Text block —
★ ★ ★ ★ ★

Re: Chamber pillar a fossil tree trunk?
Jun 14, 2009, 14:16
Michael Bott wrote:
Hi folks

long time since Rupert or I posted here but it just struck me that many of you will by now have seen our DVD 'Standing with Stones'. But there is one bit of it that hasn't really had a good airing, and maybe it should - that is Rupert's 'discovery' of the fossil tree trunk in the chamber at Bryn Celli Ddu. We really would like to get some feedback on this and see if anyone out there can either confirm our assertion or give an authoritative alternative explanation of the oddity of that free standing pillar. Let me explain what happened:

When filming 'Standing with Stones', during our second week away on our Wales/Ireland expedition, we came to Bryn Celli Ddu on Anglesey. As was our routine, we first took ourselves there to do our preliminary recce. I had been there before - for Rupert it was a first time. Those of you familiar with this site will know that it is a large passage grave with a large central burial chamber. In that chamber is unusually, a single monolith - a pillar of stone.

★ ★ ★ ★ ★

Given data —
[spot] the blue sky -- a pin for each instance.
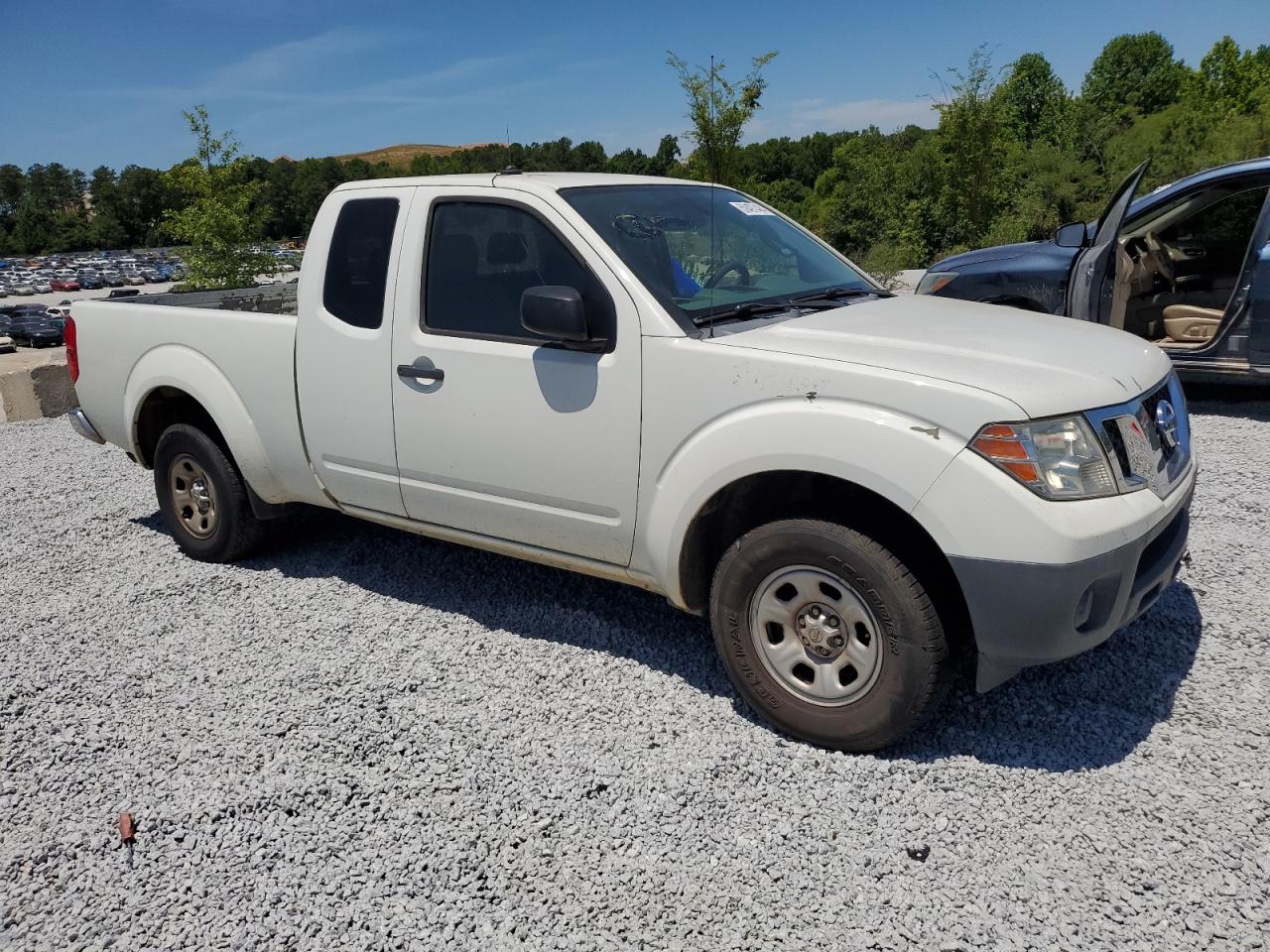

★ ★ ★ ★ ★

Set tasks —
#1 Does the Bryn Celli Ddu post support each statement? Answer yes or no for each, quoting the deciding words.
(a) Rupert had visited Bryn Celli Ddu before the filming trip.
(b) Bryn Celli Ddu is on Anglesey.
(c) The pillar in the chamber is made of several stacked stones.
#2 Please carry the Bryn Celli Ddu post forward from its last sentence.
The data above come from a separate source.

Answers —
#1
(a) No: "I had been there before - for Rupert it was a first time."
(b) Yes: "we came to Bryn Celli Ddu on Anglesey."
(c) No: "a single monolith - a pillar of stone."

#2
We were in the chamber - me quietly thinking about camera angles and Rupert mulling how he could present this wonderful complex site, when he suddenly spoke to me and drew my attention to something so ridiculous and yet once seen so blindingly obvious that we were both genuinly shocked. We were shocked because lord knows how many people have passed through that little chamber and yet what we were suddenly seeing has been completely missed by everybody. We have looked high and low through all the literature, books, websites and blogs that mention this site. Nobody has seen something right in front of their faces that just doesn’t make any sense.

We were so taken aback by the implications of what we’d seen that instead writing script to shoot the next day, we decided we needed time to mull over this anomaly and we took off to Ireland instead - planning to film the Bryn Celli Ddu sequence on our return.

Here is the clip on YouTube: http://www.youtube.com/watch?v=IubRw2ko69U

There are also a couple of photos of us with the pillar here: http://standingstones.tv/2008/07/15/shoot-diary-bryn-celli-ddu/

You’ll notice in the clip that Rupert says that “He came here yesterday” which you now know is not true. But it makes the point and is more succinct than “I came here ten days ago and I’ve been on a round trip through Ireland since in order to work out what I’m going to say next”

There have not been any experts gone to check the pillar as yet and we’d really like an expert second opinion on our interpretation of this little conundrum.

Anybody?

Michael


I hope no one minds me bringing this thread back up ..... it sort of captured my imagination and I was wondering if any definite conclusion had been reached.

I saw an impressive fossilised tree trunk at the Pit Rivers museum in Oxford yesterday, taken from Jurassic forest in Madagascar and according to the brass plaque "the original wood has been replaced by silica (SiO2) which turned it into stone," it was 200,000,000 years old. However, the museum information didn't tell us how long the fossil had been a rock when it was found.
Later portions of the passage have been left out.